Что требуется:
**1.** Какое расстояние между Элеунтом и Сигеем приводится в тексте об Элеунте со ссылкой на Страбона?
**2.** Продолжите, пожалуйста, текст об Элеунте, начав сразу после его последнего предложения.

Исходный отрывок:
════════

Указание на то, что апойкия в Элеунте была афинской (аттической), вполне однозначно. А вот вопрос об основателе этой апойкии более темен. Личное имя Φορβοων, упомянутое здесь, не существует и явно представляет собой продукт какого-то искажения переписчиками (к тому же оно еще и не укладывается в метр стиха Псевдо-Скимна). Небезосновательно было предложено считать, что изначально в тексте стояло Φρύνων32. Тогда перевод цитируемого текста будет следующим:

Вот Элеунт; афинская колония
Здесь есть, и, говорят, Фринон — ойкист ее33.

Элеунт по отношению к Сигею находится на противоположном, европейском берегу Геллеспонта, в южной части полуострова Херсонес Фракийский. Страбон (VII. fr. 51; XIII. 596) специально отмечает, что Элеунт (Элеусса) и Сигей расположены напротив друг друга, и расстояние между ними — всего лишь 40 стадиев34.

════════

Предоставленные материалы:
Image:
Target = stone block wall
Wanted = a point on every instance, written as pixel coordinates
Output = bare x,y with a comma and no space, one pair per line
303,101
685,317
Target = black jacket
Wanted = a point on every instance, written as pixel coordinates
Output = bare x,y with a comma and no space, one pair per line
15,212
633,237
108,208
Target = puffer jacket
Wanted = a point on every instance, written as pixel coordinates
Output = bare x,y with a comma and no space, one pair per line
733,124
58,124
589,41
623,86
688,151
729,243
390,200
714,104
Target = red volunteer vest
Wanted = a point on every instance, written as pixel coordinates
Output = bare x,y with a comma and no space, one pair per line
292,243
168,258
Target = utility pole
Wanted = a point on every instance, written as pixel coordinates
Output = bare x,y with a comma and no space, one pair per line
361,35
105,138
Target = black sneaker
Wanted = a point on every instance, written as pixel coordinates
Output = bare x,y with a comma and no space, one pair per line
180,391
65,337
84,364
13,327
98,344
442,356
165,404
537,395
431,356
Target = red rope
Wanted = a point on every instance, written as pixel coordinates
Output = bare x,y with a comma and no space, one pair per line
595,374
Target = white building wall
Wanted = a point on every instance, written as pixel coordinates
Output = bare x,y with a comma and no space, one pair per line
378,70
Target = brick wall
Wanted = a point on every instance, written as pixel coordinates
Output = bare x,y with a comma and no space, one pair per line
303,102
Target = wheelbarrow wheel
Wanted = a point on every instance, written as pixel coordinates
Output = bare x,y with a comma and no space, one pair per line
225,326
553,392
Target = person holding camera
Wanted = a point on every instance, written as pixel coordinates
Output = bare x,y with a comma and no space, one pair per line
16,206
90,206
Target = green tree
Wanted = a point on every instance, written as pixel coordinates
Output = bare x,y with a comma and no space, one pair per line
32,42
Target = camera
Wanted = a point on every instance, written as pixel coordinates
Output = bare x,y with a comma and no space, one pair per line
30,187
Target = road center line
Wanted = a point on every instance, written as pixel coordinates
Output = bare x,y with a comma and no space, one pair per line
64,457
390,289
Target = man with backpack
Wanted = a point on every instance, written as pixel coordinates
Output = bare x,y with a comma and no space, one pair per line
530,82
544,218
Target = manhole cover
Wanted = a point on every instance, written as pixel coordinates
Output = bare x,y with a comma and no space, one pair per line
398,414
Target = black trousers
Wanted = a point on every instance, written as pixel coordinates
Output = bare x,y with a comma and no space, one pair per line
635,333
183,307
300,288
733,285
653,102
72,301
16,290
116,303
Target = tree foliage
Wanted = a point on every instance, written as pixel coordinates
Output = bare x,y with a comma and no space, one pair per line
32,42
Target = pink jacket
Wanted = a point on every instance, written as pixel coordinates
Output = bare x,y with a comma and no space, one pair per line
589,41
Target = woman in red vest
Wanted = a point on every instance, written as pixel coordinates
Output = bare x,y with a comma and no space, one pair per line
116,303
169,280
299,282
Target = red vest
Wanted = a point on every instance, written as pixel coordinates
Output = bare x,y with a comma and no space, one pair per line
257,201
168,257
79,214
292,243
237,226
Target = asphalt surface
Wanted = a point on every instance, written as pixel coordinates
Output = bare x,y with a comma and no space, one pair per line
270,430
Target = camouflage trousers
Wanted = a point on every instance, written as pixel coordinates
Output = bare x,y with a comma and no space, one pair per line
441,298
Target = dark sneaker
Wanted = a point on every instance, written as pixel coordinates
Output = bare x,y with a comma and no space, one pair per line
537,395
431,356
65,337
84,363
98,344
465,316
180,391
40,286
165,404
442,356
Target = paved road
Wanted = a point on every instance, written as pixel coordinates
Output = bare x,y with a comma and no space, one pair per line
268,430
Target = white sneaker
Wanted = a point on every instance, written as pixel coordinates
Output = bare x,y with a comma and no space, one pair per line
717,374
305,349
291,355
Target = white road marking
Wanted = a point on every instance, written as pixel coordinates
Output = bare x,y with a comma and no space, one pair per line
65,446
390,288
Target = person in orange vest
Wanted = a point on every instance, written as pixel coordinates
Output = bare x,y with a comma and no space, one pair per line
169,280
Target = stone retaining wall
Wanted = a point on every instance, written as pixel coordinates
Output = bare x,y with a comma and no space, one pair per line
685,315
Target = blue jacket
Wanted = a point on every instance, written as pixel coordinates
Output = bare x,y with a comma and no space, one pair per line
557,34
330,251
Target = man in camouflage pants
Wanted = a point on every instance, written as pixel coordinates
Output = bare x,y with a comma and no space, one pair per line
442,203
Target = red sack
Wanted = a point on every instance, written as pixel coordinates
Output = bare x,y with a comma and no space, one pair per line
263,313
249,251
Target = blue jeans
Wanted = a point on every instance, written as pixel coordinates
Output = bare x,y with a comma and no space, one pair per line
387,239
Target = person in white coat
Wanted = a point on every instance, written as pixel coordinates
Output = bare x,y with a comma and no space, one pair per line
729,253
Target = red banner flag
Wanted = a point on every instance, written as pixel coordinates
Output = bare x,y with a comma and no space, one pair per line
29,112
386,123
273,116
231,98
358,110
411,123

════════

Ответы:
**1.** Всего лишь 40 стадиев.

**2.**
Основание Фриноном двух афинских поселений, как бы фланкировавших вход в Геллеспонт, со стратегической точки зрения выглядит вполне закономерным; это, кстати, заставляет задуматься о целях всего мероприятия, к чему мы скоро перейдем, но предварительно коснемся еще двух обстоятельств. Во-первых, обратим внимание на то, что интерес афинян к Херсонесу Фракийскому, как выясняется, с.33 возникает не около середины VI в. до н. э., как обычно считают35, а значительно раньше, уже к концу VII в. до н. э. И эта заинтересованность тесно связана с афинской активностью в Троаде.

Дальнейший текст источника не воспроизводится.